ENTRIES:
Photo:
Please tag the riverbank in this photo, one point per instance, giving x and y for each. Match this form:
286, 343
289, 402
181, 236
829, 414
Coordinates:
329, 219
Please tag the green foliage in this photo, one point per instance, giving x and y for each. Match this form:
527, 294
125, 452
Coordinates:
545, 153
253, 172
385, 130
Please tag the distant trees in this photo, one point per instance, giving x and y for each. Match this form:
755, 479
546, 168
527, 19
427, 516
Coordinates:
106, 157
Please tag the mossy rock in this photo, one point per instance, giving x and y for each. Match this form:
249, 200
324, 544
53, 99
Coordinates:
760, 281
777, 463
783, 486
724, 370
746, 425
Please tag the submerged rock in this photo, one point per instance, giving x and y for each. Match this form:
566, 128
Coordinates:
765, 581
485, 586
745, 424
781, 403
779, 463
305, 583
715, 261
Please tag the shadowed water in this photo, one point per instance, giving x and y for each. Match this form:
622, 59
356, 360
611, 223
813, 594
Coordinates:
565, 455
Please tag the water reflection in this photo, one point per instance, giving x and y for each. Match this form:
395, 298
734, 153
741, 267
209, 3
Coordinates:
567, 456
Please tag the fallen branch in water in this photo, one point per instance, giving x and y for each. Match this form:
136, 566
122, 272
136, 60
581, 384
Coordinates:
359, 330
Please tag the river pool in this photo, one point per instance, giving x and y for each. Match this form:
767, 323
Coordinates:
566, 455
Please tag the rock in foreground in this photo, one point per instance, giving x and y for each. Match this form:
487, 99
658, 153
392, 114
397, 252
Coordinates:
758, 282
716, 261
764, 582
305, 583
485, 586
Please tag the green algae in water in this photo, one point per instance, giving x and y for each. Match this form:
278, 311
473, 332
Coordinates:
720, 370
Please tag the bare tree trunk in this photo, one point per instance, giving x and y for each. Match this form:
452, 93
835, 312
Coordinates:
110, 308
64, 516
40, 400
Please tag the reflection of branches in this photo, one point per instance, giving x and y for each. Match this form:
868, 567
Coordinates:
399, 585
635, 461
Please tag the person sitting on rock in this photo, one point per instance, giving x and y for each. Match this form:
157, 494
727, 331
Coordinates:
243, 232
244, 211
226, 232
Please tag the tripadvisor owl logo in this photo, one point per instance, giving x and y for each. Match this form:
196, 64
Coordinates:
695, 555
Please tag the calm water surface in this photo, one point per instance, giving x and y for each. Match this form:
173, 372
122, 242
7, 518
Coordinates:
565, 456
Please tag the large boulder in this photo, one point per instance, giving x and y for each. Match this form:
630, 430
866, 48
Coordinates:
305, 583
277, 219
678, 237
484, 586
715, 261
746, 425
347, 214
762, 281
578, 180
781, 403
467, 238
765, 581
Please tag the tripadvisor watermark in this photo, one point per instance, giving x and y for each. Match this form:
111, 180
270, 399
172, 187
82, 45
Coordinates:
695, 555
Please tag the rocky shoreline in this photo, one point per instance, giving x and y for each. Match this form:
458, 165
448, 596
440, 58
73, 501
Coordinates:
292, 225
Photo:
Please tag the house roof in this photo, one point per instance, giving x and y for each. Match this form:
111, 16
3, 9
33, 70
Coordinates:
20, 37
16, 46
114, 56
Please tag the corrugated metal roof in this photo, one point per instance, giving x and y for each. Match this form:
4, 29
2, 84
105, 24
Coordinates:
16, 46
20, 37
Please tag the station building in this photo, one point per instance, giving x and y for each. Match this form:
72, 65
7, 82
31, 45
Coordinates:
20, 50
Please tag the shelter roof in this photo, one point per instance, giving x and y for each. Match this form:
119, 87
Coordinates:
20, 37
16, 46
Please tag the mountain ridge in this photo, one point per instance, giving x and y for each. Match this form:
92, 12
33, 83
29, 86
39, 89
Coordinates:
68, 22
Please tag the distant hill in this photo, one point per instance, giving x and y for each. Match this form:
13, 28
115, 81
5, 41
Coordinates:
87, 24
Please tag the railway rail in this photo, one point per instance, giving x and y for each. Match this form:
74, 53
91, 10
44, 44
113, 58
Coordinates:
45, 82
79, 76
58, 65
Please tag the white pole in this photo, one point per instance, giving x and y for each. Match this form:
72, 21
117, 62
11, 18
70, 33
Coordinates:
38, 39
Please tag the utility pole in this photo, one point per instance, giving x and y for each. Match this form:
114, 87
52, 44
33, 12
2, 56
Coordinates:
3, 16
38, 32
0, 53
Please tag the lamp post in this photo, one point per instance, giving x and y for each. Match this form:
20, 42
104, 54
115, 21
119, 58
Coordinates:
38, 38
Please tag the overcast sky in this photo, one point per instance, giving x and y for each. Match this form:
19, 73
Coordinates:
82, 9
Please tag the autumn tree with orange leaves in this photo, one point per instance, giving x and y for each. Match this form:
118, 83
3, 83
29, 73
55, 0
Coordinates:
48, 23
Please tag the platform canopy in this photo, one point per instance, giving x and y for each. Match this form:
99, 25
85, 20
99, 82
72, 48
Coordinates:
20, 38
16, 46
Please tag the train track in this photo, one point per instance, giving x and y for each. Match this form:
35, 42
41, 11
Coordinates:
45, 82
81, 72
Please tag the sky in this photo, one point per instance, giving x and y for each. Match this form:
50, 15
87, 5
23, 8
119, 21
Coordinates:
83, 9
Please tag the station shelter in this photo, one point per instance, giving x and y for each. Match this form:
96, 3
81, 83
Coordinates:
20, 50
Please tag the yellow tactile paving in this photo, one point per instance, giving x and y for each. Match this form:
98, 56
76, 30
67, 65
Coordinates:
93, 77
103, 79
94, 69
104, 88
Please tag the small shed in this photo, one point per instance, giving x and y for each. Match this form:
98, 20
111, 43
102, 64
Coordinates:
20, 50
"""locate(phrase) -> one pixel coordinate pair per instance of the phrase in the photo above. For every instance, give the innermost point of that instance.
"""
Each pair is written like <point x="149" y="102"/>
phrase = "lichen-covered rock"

WHAT THE EXERCISE ASKS:
Copy out all of the records again, swapping every "Match this form:" for "Use this format:" and leaving everything else as it is.

COMPLETE RESPONSE:
Photo:
Please tag the riverbank in this photo, one point per instance, giving x and y for each. Use this format:
286, 343
289, 402
181, 236
829, 414
Coordinates:
329, 219
Please tag the green foliage in this photo, one point per instance, giving x and y for each. Use this format:
527, 294
125, 452
Coordinates:
545, 153
253, 172
385, 130
Please tag the distant trees in this photo, one point per instance, giving x and y for each. Use this format:
755, 479
546, 168
527, 19
427, 516
Coordinates:
106, 157
Please tag the mossy rock in this photo, one point per instance, giving x and y for each. Use this format:
249, 200
324, 544
53, 99
Coordinates:
760, 281
777, 463
783, 486
724, 370
746, 425
Please tag the submerged rock in this photo, one point per instance, giving x and y for each. Use this format:
566, 128
Coordinates:
765, 581
485, 586
745, 424
781, 403
779, 463
305, 583
715, 261
Please tag the shadowed water in this photo, one point per instance, giving x and y for each. Use this format:
622, 59
356, 360
611, 223
813, 594
Coordinates:
565, 455
Please tag the water reflection in this photo, one point per instance, giving x and y for each. Use this format:
395, 298
734, 153
741, 267
209, 3
Coordinates:
567, 456
Please tag the fallen branch in water in this photo, one point per instance, giving x and y for each. Use this format:
136, 566
122, 272
136, 60
581, 384
Coordinates:
359, 330
Please tag the river pool in this photo, one point per instance, giving x and y for each. Use this format:
767, 323
Coordinates:
566, 455
Please tag the rock in foreground in this photo, one point per instance, giving x and y for each. Use this format:
487, 99
658, 153
392, 114
397, 252
Coordinates:
758, 282
716, 261
764, 582
305, 583
485, 586
Please tag the green algae in water in this photo, one point per instance, giving x and y for each. Use this format:
278, 311
473, 332
Coordinates:
720, 370
Please tag the bare tree trunk in this photo, one point per instance, giving x and y for each. Use this format:
452, 93
835, 312
Coordinates:
110, 308
64, 516
40, 400
Please tag the reflection of branches in this photo, one point per instance, giving x and y for each. Use this format:
868, 567
Coordinates:
399, 585
635, 461
Please tag the person sitting on rock in this photo, one point per instance, giving x and y for each. Use this format:
157, 494
727, 331
Coordinates:
243, 232
244, 211
226, 232
Please tag the tripadvisor owl logo in this photo, one point per instance, giving x and y for each. Use this format:
196, 64
Coordinates:
695, 555
Please tag the calm water surface in this photo, one point per instance, giving x and y for each. Use this format:
173, 372
122, 242
7, 518
Coordinates:
565, 456
Please tag the large boulder in this photo, one point per instance, giving x and y for each. Use this format:
630, 430
866, 48
Coordinates:
305, 583
277, 219
678, 237
484, 586
715, 261
746, 425
347, 214
762, 281
578, 180
781, 403
467, 238
765, 581
Please tag the tripadvisor watermark in this photo, one point per instance, giving x and y for each. Use this format:
111, 180
270, 399
172, 187
82, 45
Coordinates:
695, 555
Please tag the rocky shoreline in this photo, one point per instance, giving x and y for each. Use this format:
458, 165
448, 596
440, 58
73, 501
Coordinates:
292, 225
Photo:
Please tag the house roof in this photo, one point per instance, giving x and y for each. Use this format:
111, 16
3, 9
33, 70
Coordinates:
20, 37
16, 46
114, 56
Please tag the corrugated metal roof in this photo, one point per instance, giving x and y for each. Use this format:
4, 29
2, 84
105, 24
Coordinates:
16, 46
20, 37
Please tag the station building in this photo, one point per instance, giving x and y for each. Use this format:
72, 65
7, 82
31, 45
Coordinates:
20, 50
Please tag the shelter roof in this photo, one point per instance, giving x and y for each. Use this format:
119, 87
Coordinates:
20, 37
16, 46
Please tag the mountain ridge in this photo, one point per instance, giving x and y for each. Use this format:
92, 12
33, 83
29, 86
39, 89
Coordinates:
68, 22
Please tag the distant hill in this photo, one point per instance, giving x and y for each. Use this format:
13, 28
115, 81
5, 41
Coordinates:
87, 24
Please tag the railway rail in this photo, one point per instance, giving x and y for each. Use this format:
74, 53
91, 10
44, 44
113, 58
Coordinates:
45, 82
79, 76
58, 65
Please tag the white pole in this photo, one point per instance, giving x and y for each. Use this format:
72, 21
117, 62
11, 18
70, 33
Coordinates:
38, 39
Please tag the utility pole in this photo, one point per instance, giving x and y for each. Use this format:
114, 87
52, 44
33, 12
2, 56
Coordinates:
3, 16
38, 32
0, 53
Please tag the lamp post in this photo, one point per instance, giving x and y for each. Use this format:
20, 42
104, 54
115, 21
119, 58
Coordinates:
38, 38
Please tag the overcast sky in this photo, one point per instance, giving x and y for each. Use this format:
19, 73
Coordinates:
82, 9
Please tag the autumn tree with orange leaves in this photo, one point per instance, giving x and y for each. Use this format:
118, 83
3, 83
29, 73
55, 0
Coordinates:
48, 23
Please tag the platform canopy in this photo, one point per instance, giving x and y for each. Use this format:
99, 25
85, 20
99, 82
72, 48
Coordinates:
20, 38
16, 46
Please tag the train track in this photo, one point per instance, giving x and y for each. Use this format:
35, 42
41, 11
Coordinates:
45, 82
81, 72
Please tag the sky in this photo, one point per instance, giving x and y for each. Use this format:
50, 15
87, 5
23, 8
119, 21
Coordinates:
83, 9
Please tag the station shelter in this photo, one point per instance, giving x and y for each. Use this format:
96, 3
81, 83
Coordinates:
20, 50
Please tag the yellow tactile paving in this photo, one point per instance, giving x and y for each. Use this format:
98, 56
76, 30
67, 65
Coordinates:
93, 77
103, 79
94, 69
104, 88
Please tag the small shed in this photo, one point per instance, giving x and y for each. Use this format:
98, 20
111, 43
102, 64
Coordinates:
20, 50
"""locate(phrase) -> one pixel coordinate pair per instance of the phrase in the photo above. For every instance, give the innermost point of that instance.
"""
Each pair is written like <point x="149" y="102"/>
phrase = "lichen-covered rock"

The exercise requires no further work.